• _PASSAGE PROVIDED_

:::

Looks nifty, eh? But upon further inspection, it doesn't work quite as advertised...

I've read the snort documentation thoroughly and it seems this rule, as written, depends on the SYN flag indicating that there was an SSH auth failure. Why this is assumed I don't have the slightest idea.

In fact, during my sessions with Ethereal, my SSH auth only produced PSH, ACK, and FIN flags in the TCP header. No SYN at all, which is why the rule has failed so miserably for me.

Upon further inspection of the Ethereal captures, I don't think I've found any reproducable packet-level evidence of a failing SSH auth v. a succeeding SSH auth due to the nature of the SSH session encryption.

The only hint of an option for me was that when my sshd-defined maximum two login attempts per connection were reached, the server sent one packet with a FIN flag, and the client resonded with one packet with the FIN flag.

When I attempted to use the flags:F rule with Snort it didn't throw any alarms during the termination, which leads me to believe the Linux SSH client I'm using for Snort testing isn't inducing the same sshd response that my PuTTY SSH client is during Ethereal capture, or Snort is just whacked...  :Wink: 

Any other hints on this? Or is it just going to be impossible due to the nature of the protocol?

:::

• _RECORDS_
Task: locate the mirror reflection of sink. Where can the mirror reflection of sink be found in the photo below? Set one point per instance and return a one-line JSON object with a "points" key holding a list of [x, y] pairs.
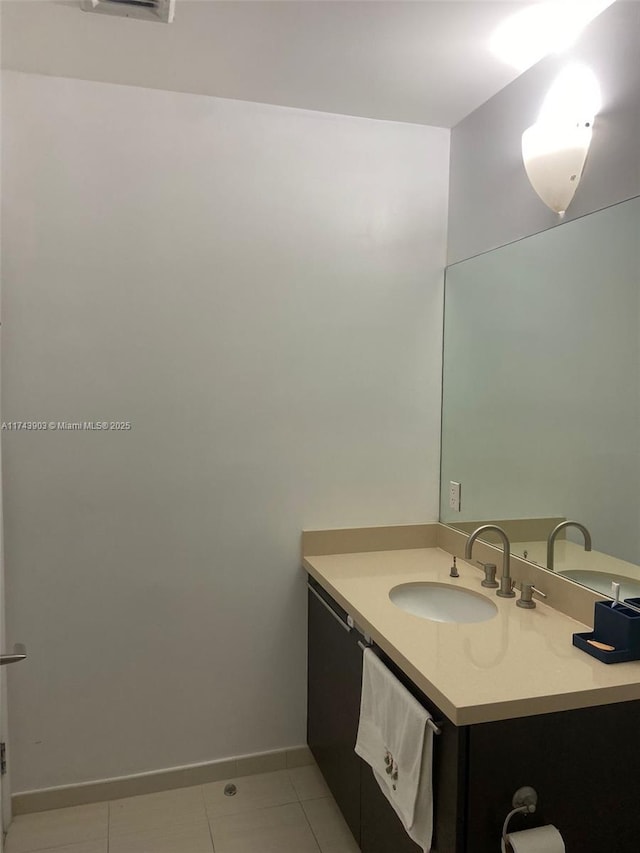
{"points": [[601, 581], [442, 602]]}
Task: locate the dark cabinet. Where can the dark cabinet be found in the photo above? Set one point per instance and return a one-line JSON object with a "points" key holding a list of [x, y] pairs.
{"points": [[334, 678], [334, 683], [584, 764]]}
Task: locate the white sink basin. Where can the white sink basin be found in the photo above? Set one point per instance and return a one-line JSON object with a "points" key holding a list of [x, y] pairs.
{"points": [[442, 602], [601, 582]]}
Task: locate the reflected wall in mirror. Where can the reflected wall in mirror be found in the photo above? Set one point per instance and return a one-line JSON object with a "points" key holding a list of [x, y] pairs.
{"points": [[541, 394]]}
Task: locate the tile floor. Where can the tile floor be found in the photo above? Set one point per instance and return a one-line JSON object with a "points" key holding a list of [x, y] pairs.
{"points": [[287, 811]]}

:::

• _AIM 1_
Rewrite part of the post about the Snort SSH rule, starting at the words "When I attempted" and ending after "of the protocol?", with "Ethereal" replaced by "Wireshark".
• _AIM 2_
Answer these questions from the post about the Snort SSH rule.
(a) Which TCP header flags did the SSH authentication produce during the Ethereal sessions?
(b) What maximum number of login attempts per connection was set in sshd?
(c) Which SSH client was in use during the Ethereal capture?

• _WRITTEN ANSWER 1_
When I attempted to use the flags:F rule with Snort it didn't throw any alarms during the termination, which leads me to believe the Linux SSH client I'm using for Snort testing isn't inducing the same sshd response that my PuTTY SSH client is during Wireshark capture, or Snort is just whacked...  :Wink: 

Any other hints on this? Or is it just going to be impossible due to the nature of the protocol?

• _WRITTEN ANSWER 2_
(a) PSH, ACK, and FIN.
(b) Two.
(c) PuTTY.